### Task list
1 > In the article on buying a first home as an entrepreneur, how many years has Tori been in the finance business?
2 > Print the stretch of the article on home buying for entrepreneurs from "The first step" through "through this process.".
3 > Carry on the article about entrepreneurs buying their first home from the point where it stops.

====== Selected extract ======

Buying a house is a goal for many of us, however the steps to get there looks slightly different as an entrepreneur or small business owner.

Enter Tori, a local BC mortgage broker and entrepreneur who has been in the finance business for 26 years. As an entrepreneur herself, she has all the tips on getting us into our first homes sooner!

1. Am I self-employed?

The first step as an entrepreneur looking to buy your first home is to know what type of entrepreneur you are; this will help direct you towards which documents you will need to collect.

These include:

  • T4 is for an employee is the simplest.
  • T4A – commission income, a type of self-employment
  • T1- Sole-proprietor – look at complete package – schedules, how many
  • sources of income you derive from business(es)
  • T2- Incorporation documentation
  • T5 – business that pays dividends

2. Get Pre-qualified (10:55 – 18:30)

After sorting out your entrepreneur type and corresponding tax form, the next step for purchasing a home is to get pre-qualified. A mortgage broker can help to guide you through this process.

Unfortunately, there is no magic number for how much you qualify for. Lenders will look at your entire financial position including your income, your debt, and your assets. A good first step is to set-up a discovery call with a mortgage broker. This will help determine when you will be ready to start looking for your dream home! Along with knowing how much you can borrow, you will also need to determine how you will cover the down payment (equity from savings or a combo of a gift from a family member).

3. What does a Lender Look at for self-employed borrowers? (19:08 – 24:30)

For entrepreneurs buying a home, a lender will review your average net income as per your two most recent tax returns. They will often use the lower net income, especially if there is a significant variance between year 1 and year 2.

If you are lucky enough to be receiving help from family, the lender will take into consideration their debt and equity.

Lastly, if your business is incorporated you may need to provide financial statements prepared by an accountant, articles of incorporation and 6-month of business banking statements. (33:07-33:28)

4. The Stress Test (25:33 – 28:33)

====== Data shown ======

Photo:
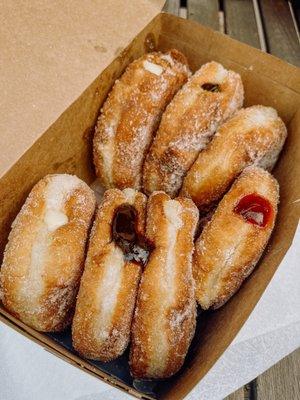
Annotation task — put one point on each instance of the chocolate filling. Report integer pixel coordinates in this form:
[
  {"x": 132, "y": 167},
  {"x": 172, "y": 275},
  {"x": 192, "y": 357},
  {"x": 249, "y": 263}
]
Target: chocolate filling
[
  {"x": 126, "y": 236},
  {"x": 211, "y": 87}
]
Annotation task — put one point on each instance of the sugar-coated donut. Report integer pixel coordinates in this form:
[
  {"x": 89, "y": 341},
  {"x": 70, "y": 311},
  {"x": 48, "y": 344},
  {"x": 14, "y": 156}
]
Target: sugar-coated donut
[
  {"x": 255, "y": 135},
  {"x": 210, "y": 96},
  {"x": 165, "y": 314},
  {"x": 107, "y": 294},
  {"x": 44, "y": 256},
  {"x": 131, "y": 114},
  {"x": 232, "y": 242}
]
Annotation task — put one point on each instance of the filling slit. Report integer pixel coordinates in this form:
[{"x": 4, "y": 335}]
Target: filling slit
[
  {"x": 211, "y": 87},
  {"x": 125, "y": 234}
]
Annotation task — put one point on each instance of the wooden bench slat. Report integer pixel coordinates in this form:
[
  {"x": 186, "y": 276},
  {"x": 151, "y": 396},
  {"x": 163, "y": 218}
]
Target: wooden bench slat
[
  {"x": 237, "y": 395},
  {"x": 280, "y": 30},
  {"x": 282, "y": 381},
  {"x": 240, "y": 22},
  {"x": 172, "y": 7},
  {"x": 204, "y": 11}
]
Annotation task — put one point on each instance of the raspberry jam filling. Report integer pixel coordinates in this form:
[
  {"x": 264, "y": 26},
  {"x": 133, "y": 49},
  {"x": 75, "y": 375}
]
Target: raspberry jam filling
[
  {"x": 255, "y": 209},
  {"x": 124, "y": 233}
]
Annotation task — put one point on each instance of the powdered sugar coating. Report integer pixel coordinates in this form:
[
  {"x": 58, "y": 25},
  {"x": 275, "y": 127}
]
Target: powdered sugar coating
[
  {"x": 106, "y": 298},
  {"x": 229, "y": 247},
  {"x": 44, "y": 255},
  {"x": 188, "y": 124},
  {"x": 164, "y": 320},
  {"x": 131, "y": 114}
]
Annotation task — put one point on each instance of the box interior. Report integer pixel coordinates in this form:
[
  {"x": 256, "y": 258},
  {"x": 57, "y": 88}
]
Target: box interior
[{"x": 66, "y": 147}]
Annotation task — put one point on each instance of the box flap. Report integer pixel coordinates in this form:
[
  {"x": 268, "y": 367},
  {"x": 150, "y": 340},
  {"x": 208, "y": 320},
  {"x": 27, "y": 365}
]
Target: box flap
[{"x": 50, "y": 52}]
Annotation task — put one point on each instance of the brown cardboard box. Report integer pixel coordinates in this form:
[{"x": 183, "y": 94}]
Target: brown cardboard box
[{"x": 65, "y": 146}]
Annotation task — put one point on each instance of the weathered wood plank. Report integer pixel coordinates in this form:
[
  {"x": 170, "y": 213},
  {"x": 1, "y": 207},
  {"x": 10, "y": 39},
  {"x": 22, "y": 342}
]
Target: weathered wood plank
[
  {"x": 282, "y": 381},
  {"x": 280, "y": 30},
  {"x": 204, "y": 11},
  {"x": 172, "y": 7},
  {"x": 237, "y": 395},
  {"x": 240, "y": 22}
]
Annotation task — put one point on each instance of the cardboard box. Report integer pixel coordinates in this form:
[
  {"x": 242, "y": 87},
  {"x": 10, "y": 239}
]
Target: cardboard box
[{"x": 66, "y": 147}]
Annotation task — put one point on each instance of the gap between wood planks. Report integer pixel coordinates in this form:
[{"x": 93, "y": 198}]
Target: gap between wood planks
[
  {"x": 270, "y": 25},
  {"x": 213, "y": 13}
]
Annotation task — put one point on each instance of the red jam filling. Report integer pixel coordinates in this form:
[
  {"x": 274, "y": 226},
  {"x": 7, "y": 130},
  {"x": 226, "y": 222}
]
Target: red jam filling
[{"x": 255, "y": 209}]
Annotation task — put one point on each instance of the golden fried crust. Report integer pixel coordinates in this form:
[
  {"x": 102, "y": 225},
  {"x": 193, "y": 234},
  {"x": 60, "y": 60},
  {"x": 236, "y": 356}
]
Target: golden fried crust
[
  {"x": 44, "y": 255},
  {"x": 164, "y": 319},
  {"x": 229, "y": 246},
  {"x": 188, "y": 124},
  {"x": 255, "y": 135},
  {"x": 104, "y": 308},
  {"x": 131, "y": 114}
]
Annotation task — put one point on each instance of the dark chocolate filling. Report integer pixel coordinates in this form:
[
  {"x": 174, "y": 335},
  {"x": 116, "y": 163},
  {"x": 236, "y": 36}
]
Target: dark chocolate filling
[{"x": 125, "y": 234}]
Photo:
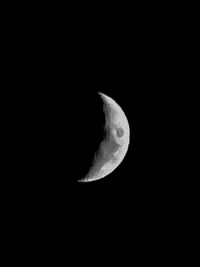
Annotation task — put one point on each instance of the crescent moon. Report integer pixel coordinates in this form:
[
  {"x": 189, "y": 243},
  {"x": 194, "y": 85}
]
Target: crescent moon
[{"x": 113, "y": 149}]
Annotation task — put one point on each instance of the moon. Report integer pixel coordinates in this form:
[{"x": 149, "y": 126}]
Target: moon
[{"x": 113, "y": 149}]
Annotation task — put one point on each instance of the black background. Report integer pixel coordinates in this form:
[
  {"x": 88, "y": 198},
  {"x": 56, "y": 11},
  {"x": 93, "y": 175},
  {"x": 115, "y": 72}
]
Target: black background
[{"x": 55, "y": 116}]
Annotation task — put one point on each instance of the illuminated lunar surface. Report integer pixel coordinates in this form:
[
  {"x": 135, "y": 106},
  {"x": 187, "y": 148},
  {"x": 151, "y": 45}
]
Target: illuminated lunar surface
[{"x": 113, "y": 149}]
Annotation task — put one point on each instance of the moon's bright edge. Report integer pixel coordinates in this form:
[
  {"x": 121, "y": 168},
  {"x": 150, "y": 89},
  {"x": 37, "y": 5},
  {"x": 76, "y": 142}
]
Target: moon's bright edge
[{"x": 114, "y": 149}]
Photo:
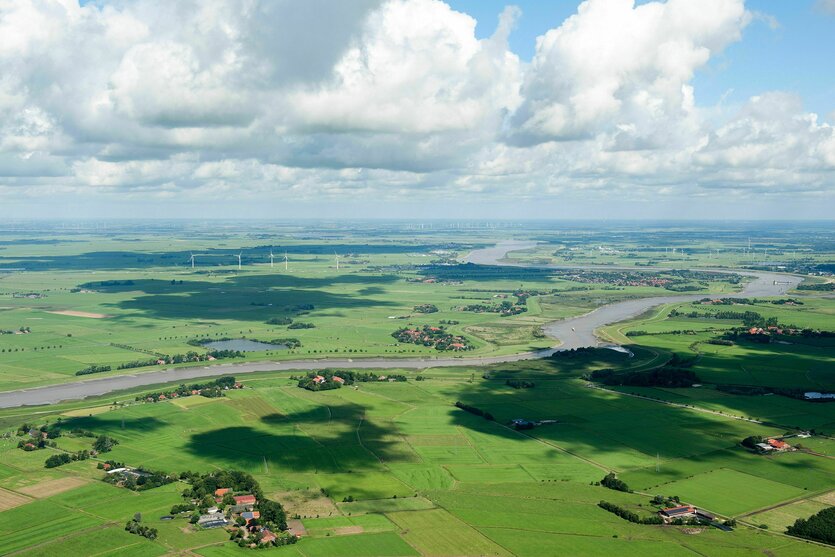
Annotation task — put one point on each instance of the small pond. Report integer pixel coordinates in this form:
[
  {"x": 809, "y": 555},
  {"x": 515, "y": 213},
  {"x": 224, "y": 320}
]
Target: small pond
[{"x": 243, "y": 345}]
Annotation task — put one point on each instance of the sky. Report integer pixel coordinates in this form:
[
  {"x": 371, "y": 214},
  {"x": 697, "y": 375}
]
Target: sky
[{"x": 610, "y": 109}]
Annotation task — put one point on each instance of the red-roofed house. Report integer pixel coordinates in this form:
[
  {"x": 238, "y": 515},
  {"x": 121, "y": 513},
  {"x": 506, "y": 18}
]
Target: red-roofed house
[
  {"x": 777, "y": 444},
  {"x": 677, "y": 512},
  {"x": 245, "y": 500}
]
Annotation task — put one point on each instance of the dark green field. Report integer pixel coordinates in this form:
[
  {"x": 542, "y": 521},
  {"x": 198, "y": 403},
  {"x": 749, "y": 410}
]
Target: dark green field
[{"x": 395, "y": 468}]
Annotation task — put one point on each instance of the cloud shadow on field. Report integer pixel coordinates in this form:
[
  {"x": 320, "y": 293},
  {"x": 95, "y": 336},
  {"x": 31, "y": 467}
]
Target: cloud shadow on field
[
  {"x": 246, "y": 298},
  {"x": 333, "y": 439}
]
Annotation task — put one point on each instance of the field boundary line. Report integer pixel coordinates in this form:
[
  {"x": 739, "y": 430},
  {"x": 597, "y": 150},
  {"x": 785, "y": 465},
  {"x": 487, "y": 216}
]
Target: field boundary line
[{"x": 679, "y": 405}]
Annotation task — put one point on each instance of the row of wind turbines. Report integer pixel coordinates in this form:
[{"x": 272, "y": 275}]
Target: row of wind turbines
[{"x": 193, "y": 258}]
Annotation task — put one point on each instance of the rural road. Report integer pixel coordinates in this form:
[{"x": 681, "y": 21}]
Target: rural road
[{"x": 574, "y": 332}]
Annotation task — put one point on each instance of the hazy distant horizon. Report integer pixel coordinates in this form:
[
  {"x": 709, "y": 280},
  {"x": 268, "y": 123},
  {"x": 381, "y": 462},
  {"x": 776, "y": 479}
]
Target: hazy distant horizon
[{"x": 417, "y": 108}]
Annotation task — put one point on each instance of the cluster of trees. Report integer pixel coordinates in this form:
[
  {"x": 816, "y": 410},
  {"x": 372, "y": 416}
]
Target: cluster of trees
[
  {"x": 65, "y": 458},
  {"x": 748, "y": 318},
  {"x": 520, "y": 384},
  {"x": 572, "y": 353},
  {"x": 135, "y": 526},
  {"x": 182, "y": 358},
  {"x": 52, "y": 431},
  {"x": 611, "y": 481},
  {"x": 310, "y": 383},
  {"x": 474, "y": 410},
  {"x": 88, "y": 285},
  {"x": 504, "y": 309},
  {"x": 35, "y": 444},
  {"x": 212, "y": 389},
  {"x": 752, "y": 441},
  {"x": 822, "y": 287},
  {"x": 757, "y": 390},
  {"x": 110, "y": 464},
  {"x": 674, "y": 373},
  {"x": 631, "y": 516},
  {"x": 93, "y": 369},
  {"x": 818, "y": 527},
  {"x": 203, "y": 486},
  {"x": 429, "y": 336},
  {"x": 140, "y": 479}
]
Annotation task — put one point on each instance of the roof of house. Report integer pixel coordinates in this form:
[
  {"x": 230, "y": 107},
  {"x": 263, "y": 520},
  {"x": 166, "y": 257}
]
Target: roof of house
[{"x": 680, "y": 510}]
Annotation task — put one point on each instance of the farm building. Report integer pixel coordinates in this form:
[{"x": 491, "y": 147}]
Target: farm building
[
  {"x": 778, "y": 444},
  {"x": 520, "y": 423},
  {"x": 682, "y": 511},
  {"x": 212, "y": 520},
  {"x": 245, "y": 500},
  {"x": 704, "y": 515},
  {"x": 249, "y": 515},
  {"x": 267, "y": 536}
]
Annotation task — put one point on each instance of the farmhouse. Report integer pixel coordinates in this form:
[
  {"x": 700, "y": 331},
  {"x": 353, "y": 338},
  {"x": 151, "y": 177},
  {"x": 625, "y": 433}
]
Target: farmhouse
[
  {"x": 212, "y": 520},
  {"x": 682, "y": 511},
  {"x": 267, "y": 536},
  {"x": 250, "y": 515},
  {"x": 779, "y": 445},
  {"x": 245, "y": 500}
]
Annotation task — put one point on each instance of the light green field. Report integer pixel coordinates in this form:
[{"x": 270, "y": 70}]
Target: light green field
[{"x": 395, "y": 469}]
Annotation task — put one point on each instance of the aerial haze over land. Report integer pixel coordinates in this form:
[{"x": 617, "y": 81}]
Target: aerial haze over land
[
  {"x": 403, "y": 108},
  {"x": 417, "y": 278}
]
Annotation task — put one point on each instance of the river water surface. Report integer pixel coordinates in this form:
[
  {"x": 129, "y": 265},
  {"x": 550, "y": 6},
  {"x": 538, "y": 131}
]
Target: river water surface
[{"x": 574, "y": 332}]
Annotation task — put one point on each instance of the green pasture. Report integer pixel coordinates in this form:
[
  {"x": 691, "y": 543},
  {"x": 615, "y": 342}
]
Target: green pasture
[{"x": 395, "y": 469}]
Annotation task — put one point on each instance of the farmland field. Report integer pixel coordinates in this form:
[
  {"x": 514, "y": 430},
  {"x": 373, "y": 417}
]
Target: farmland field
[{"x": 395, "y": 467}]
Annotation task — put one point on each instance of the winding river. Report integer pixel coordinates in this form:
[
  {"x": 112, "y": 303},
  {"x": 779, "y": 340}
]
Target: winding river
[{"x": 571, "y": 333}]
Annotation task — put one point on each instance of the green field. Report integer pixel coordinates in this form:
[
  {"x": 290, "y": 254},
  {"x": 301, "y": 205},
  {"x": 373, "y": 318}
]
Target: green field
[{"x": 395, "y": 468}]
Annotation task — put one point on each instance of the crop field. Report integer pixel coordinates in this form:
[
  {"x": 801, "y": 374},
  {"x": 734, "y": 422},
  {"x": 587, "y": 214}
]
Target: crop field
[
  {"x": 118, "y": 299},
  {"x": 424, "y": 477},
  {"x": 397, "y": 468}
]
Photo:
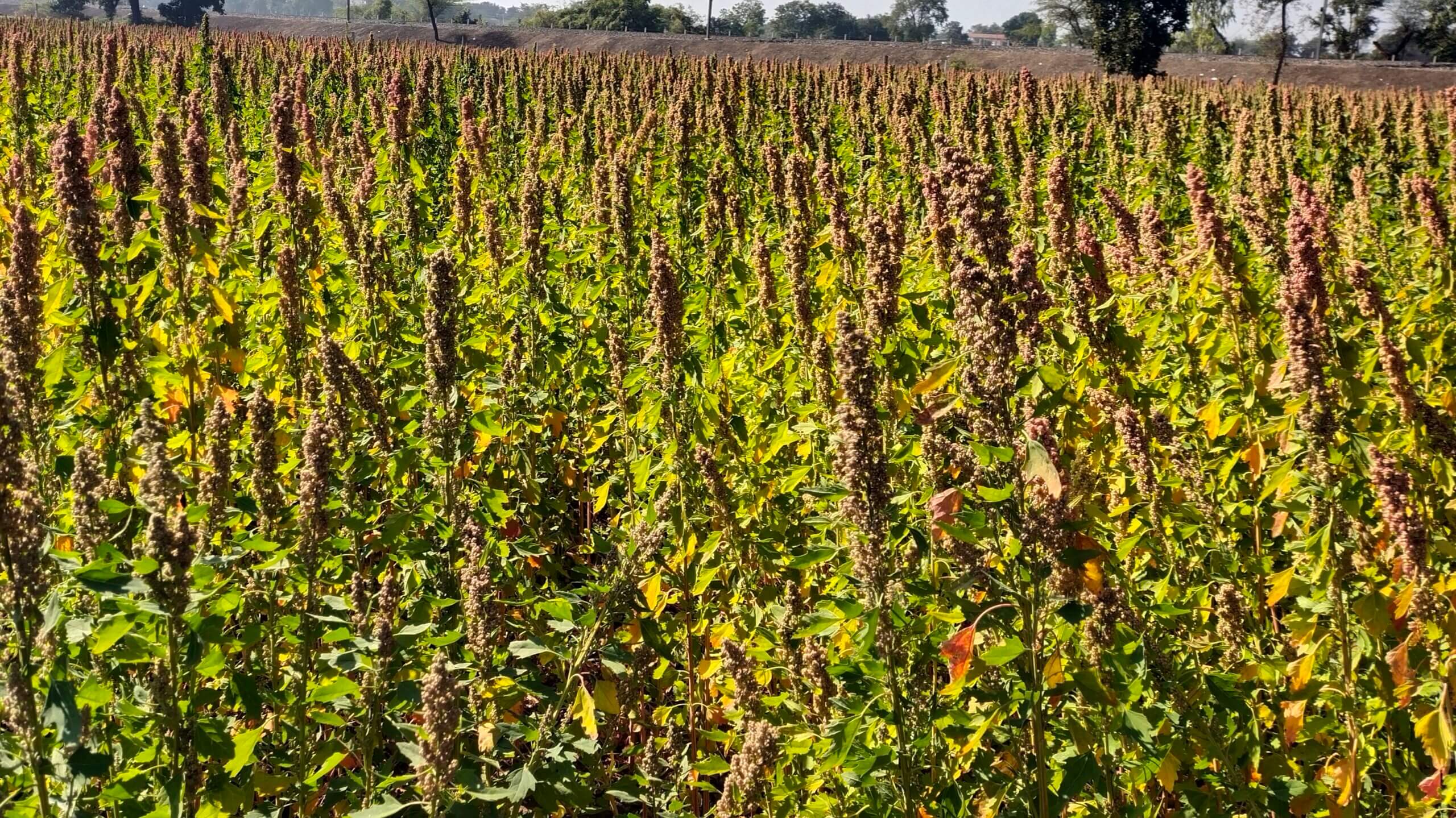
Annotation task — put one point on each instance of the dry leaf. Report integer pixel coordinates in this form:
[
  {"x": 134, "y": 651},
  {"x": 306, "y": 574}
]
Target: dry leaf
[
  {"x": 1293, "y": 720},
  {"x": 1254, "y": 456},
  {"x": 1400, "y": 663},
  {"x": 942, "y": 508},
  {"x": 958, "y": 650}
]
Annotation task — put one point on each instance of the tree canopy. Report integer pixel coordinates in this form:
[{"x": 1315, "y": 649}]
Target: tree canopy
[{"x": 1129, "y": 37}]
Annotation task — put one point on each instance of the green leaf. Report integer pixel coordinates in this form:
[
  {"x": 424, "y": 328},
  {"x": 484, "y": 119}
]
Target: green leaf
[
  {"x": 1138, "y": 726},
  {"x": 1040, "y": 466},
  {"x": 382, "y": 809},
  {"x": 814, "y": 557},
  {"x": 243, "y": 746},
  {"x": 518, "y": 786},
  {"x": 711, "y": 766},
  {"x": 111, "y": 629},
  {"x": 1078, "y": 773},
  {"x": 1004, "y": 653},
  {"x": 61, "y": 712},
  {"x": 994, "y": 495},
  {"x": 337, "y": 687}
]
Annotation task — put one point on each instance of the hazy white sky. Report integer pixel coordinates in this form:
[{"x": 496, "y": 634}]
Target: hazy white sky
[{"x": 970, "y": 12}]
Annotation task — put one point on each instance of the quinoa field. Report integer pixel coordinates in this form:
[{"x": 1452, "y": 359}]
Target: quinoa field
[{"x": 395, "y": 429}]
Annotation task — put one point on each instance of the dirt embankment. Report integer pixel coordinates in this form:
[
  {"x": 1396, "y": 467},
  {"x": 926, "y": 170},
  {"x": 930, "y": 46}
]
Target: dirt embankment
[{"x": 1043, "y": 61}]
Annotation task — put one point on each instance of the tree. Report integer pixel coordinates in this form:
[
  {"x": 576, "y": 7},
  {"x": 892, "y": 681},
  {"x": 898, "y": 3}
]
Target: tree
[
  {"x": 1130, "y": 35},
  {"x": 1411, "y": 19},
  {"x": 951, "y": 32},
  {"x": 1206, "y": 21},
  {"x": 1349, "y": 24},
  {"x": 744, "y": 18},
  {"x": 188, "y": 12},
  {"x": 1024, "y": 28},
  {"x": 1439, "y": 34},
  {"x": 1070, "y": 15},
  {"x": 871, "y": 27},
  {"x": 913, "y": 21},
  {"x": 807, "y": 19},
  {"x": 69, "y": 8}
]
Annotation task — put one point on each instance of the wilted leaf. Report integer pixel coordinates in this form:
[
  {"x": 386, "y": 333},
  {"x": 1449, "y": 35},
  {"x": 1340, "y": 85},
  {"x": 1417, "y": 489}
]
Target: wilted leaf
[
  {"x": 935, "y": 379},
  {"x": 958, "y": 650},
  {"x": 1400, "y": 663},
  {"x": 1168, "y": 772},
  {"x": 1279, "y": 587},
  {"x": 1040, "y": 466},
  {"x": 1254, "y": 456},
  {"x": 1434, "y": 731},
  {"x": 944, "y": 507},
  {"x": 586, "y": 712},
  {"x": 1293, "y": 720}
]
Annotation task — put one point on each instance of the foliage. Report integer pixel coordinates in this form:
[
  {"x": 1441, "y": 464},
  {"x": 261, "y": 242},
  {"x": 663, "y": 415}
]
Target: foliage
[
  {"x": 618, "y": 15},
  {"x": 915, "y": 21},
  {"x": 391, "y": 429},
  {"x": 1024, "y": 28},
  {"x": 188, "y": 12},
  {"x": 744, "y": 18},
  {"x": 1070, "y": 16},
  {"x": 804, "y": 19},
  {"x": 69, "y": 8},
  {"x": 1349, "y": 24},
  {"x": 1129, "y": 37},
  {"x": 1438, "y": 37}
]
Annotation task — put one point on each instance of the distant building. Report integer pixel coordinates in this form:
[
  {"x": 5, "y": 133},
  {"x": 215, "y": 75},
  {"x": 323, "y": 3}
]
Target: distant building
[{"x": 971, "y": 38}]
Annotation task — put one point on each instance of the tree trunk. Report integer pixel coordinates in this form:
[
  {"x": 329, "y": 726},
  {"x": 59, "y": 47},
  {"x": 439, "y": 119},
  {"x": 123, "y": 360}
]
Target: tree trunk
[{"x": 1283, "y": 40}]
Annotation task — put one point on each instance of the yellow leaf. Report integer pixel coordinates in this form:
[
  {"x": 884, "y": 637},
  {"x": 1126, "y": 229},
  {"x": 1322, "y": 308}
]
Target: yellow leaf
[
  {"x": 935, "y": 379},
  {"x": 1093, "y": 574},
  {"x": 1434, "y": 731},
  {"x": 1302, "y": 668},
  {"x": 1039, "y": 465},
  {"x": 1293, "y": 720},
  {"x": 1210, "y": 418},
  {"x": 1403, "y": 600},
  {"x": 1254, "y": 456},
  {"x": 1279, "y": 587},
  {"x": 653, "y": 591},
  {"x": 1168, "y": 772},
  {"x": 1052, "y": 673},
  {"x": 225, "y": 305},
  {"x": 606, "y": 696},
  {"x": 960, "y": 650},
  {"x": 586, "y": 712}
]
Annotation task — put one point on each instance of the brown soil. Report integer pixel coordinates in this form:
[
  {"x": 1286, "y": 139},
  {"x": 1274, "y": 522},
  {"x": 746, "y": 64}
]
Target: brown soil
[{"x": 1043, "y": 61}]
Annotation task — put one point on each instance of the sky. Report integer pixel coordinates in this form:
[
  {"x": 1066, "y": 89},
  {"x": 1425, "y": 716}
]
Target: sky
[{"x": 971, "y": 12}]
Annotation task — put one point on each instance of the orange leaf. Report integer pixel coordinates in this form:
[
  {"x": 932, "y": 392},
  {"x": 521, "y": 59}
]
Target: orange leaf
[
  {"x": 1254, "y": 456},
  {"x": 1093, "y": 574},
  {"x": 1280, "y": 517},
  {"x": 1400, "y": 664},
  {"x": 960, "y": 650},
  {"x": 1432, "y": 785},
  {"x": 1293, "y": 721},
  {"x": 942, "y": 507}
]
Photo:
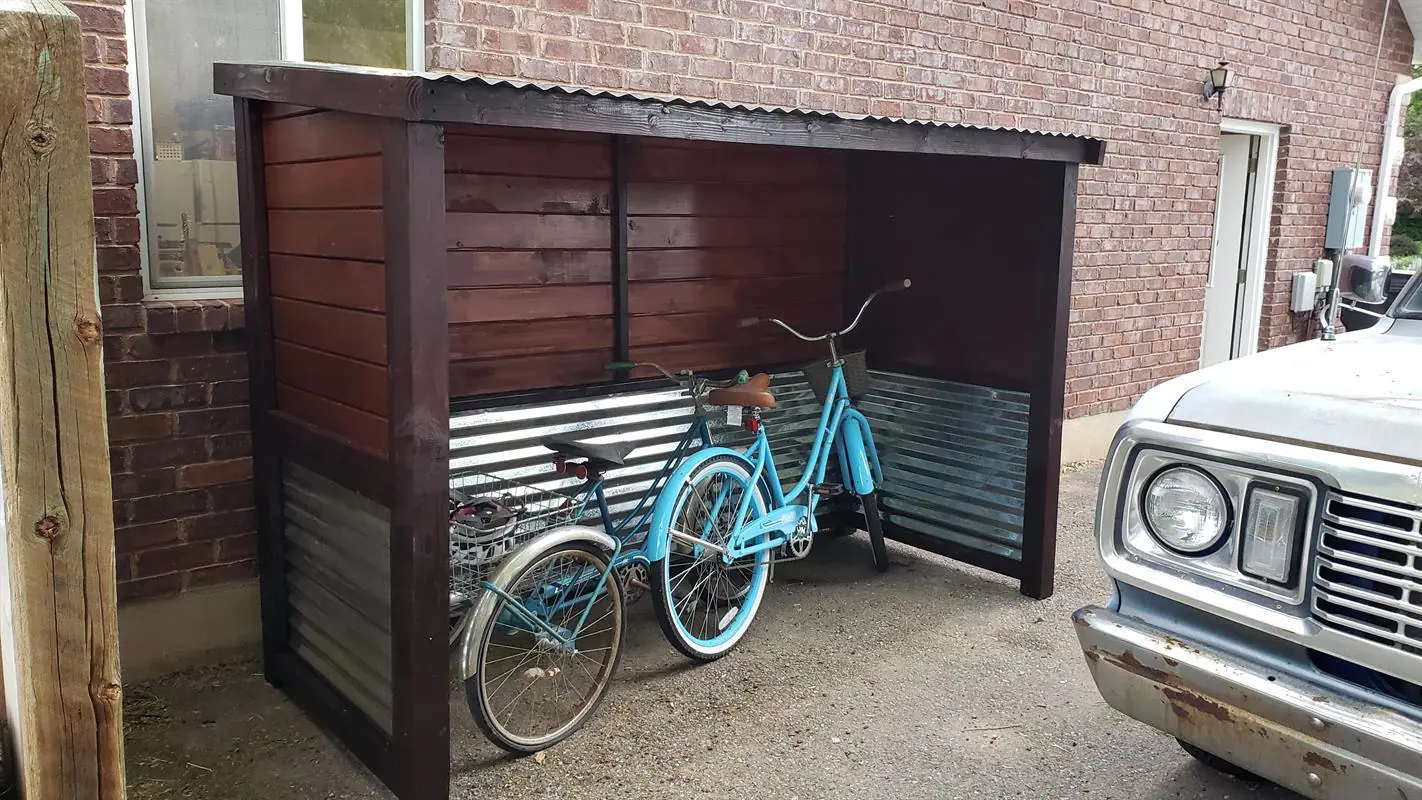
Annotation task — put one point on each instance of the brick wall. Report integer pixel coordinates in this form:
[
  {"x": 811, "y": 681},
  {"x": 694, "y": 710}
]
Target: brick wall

======

### The responses
1 > 26 years

2 >
The first step as an entrepreneur looking to buy your first home is to know what type of entrepreneur you are; this will help direct you towards which documents you will need to collect.

These include:

  • T4 is for an employee is the simplest.
  • T4A – commission income, a type of self-employment
  • T1- Sole-proprietor – look at complete package – schedules, how many
  • sources of income you derive from business(es)
  • T2- Incorporation documentation
  • T5 – business that pays dividends

2. Get Pre-qualified (10:55 – 18:30)

After sorting out your entrepreneur type and corresponding tax form, the next step for purchasing a home is to get pre-qualified. A mortgage broker can help to guide you through this process.

3 >
The stress test is criteria a lender can use to ensure you have sufficient funds available to meet your loan repayments without putting you in a stressed financial position. Tori highlights the hurdle of the stress test for aspiring homeowners as:

  • Not more than 39% of your net income can go towards servicing your dwelling cost, property cost, strata, and a nominal heat fee.

In combination with the stress test, lenders will also look at your debt-to-income ratio. This is based on a stress test rate of 5.25% of the amount you want to borrow over a 25-year amortization period. This is not based on the contract rate (2.34%), so it prevents you from over-extending yourself. (28:09)

5. Putting it all together: (32:04 – 45:15)

It all starts with the deposit, which can be anywhere from 5% and up. If the property you are purchasing has an investment quality to it (e.g. rental), this is upwards to 20%. (32:35)

Of course, this isn’t all. Some key points entrepreneurs must consider are:

  • Self-employed people must show two years of tax returns (T1 Generals).
  • If you are not a sole-proprietor, you need to show articles of incorporation, financial statements from your accountant, and 6-month of business banking statements. (33:07-33:28)
  • If you have any other debt in your name this will be included, for example a car loan in your name. (34:20)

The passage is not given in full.